- Recorded data -
========

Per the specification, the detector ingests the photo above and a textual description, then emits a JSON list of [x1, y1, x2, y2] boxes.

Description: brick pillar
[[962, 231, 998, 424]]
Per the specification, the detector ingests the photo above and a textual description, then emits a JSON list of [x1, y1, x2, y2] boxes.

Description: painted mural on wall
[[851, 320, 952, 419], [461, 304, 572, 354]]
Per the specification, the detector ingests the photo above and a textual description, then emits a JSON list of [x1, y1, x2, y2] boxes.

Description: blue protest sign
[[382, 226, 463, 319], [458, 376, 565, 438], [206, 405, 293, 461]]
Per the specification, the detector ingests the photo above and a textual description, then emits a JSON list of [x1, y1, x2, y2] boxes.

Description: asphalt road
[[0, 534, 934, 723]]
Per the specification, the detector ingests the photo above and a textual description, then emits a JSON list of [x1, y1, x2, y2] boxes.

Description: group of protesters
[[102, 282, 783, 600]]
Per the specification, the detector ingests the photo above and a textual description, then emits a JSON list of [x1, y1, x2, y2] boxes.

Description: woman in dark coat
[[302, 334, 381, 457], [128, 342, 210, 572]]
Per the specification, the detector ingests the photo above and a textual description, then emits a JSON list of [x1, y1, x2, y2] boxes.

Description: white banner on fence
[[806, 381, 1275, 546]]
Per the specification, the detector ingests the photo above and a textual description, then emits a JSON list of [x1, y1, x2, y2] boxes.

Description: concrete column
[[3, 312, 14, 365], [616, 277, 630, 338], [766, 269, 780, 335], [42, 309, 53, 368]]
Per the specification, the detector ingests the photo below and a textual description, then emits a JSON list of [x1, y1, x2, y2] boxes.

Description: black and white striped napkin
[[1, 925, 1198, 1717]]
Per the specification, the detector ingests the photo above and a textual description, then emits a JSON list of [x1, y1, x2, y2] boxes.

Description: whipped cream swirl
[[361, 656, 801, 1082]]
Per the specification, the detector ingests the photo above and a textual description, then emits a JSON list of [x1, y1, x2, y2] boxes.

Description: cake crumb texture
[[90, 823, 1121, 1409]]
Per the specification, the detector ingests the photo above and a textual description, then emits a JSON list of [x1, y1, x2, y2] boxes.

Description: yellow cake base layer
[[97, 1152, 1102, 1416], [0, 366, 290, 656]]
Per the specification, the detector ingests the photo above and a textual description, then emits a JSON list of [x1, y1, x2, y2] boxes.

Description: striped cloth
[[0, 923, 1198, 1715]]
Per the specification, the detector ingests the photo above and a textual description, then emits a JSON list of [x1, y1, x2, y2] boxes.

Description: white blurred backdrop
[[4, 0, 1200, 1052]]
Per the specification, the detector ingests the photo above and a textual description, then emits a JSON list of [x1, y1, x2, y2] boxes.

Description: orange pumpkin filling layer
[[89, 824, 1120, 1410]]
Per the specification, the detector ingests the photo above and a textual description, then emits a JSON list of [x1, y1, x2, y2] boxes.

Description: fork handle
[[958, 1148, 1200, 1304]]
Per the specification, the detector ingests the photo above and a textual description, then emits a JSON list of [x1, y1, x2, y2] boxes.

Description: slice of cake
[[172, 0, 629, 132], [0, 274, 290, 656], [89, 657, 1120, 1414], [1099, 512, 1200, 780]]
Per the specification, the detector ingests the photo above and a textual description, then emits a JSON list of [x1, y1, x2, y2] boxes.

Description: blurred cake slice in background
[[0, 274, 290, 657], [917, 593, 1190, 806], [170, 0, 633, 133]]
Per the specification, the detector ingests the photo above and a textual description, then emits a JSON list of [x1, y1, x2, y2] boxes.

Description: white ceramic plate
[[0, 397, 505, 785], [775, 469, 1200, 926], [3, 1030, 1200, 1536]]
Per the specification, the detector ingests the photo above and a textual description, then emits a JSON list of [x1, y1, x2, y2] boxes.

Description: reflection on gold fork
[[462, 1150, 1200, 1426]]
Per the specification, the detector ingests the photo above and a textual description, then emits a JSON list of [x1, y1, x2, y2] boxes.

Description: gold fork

========

- What you have to do -
Copy out all of the lines above exactly.

- Output for this exercise -
Per the specification, the detector ingests the photo above and a textual description, then emits a JSON list of [x1, y1, x2, y2] boxes.

Description: brick pillar
[[962, 231, 998, 424]]
Per the specification, the detector ingests the photo above and a textual description, then emits a JSON list of [x1, y1, x2, y2] boxes.

Description: painted mural on wall
[[851, 320, 952, 419], [461, 304, 572, 354]]
Per the specification, the detector ingests the photo above and a textual description, then emits a JSON list of [x1, y1, x2, y2] boxes.

Description: blue protest sign
[[382, 226, 463, 319], [458, 376, 565, 438], [206, 405, 293, 461]]
Per the specification, the detector ingests the photo above and a textual description, then emits a JSON list of [x1, y1, x2, y2] boxes.

Description: asphalt road
[[0, 534, 934, 723]]
Per the specification, the detector ingests the photo above and a textual description, then emits a JSON list of [x1, y1, x2, y2] boxes.

Description: group of protesters
[[102, 282, 783, 600]]
Per the specification, the detector ingests the photo above and a textual description, then emits a JSON list of [x1, y1, x2, y2] boxes.

Description: woman in dark coat
[[302, 334, 381, 457], [128, 342, 210, 572]]
Per the specification, the detector ingests the photo above and a textual description, then emits a JSON list of [x1, y1, x2, y2] boxes.

Description: white banner on fence
[[806, 381, 1275, 546]]
Per the specification, the detector ingests the photo above and a textual description, then emits a JSON list of [x1, y1, x2, y2] boxes.

Description: concrete column
[[3, 312, 14, 365], [616, 277, 630, 338], [766, 269, 780, 335], [42, 309, 53, 368]]
Per the specification, the detector ingests the photo below and a textual description, then emits a JSON list of [x1, y1, x2, y2] boxes.

Description: black and white striped napkin
[[1, 925, 1198, 1717]]
Per the specification, the detector ingests the photo above and a textual description, then emits a JSON list of [x1, y1, x2, y2] boxes.

Description: whipped cream swirl
[[361, 656, 801, 1082]]
Per the specification, the detector ingests the photo above and a textual description, then emits a JSON list of [x1, y1, x2, y2] boxes.

Description: cake crumb texture
[[90, 823, 1121, 1409]]
Per the specification, the detector ingests the photo above and a textual description, then emits a JSON list of [x1, y1, x2, y2] boxes.

Description: yellow cake base layer
[[97, 1152, 1102, 1416], [0, 366, 290, 656]]
Per the specification, the detector ingests the photo above and a textual description, then emits a JSON list of [x1, y1, x2, y2] boxes.

Description: striped cloth
[[0, 923, 1198, 1715]]
Per the specification, the detector ingests the photo above and a textual description, then emits a JSON list of [x1, y1, x2, y2] boxes.

Description: white blurred backdrop
[[4, 0, 1200, 1052]]
Per the specification, the detector ingests the photo above and a textual description, then emits a JSON list of [x1, y1, x2, y2] boxes.

Description: orange pumpkin filling layer
[[89, 824, 1120, 1410]]
Per the specification, the detector ingests the photo above and a textual description, then emits a JSON list of [x1, y1, x2, y2] boxes.

Description: fork handle
[[958, 1148, 1200, 1304]]
Per the specification, the detector ingests the photo above and a textual description, then emits a JSON list of [x1, y1, x2, y2] boxes.

Description: slice of cake
[[172, 0, 629, 132], [0, 274, 290, 656], [89, 657, 1120, 1414], [1099, 512, 1200, 780]]
Per the specification, the detector ingests the photo above and a textual description, then emits a JSON list of [x1, y1, x2, y2] boxes.

Description: blurred cake slice in background
[[0, 274, 290, 657], [917, 593, 1190, 806], [170, 0, 633, 133]]
Per the specification, the detector ingests the photo above and a textual description, then emits a JSON list of [x1, y1, x2, y2] boxes.

Description: white ceramic plate
[[0, 397, 505, 785], [775, 469, 1200, 926], [3, 1030, 1200, 1536]]
Per the specification, the detector ingests the photo above and a textual description, then emits a JSON list of [x1, y1, x2, y2] boxes.

Description: reflection on gold fork
[[462, 1150, 1200, 1426]]
Per the specification, the detector ingests the photo above and a textual description, then emits a JSON list of [x1, y1, x2, y2] boxes.

Description: gold fork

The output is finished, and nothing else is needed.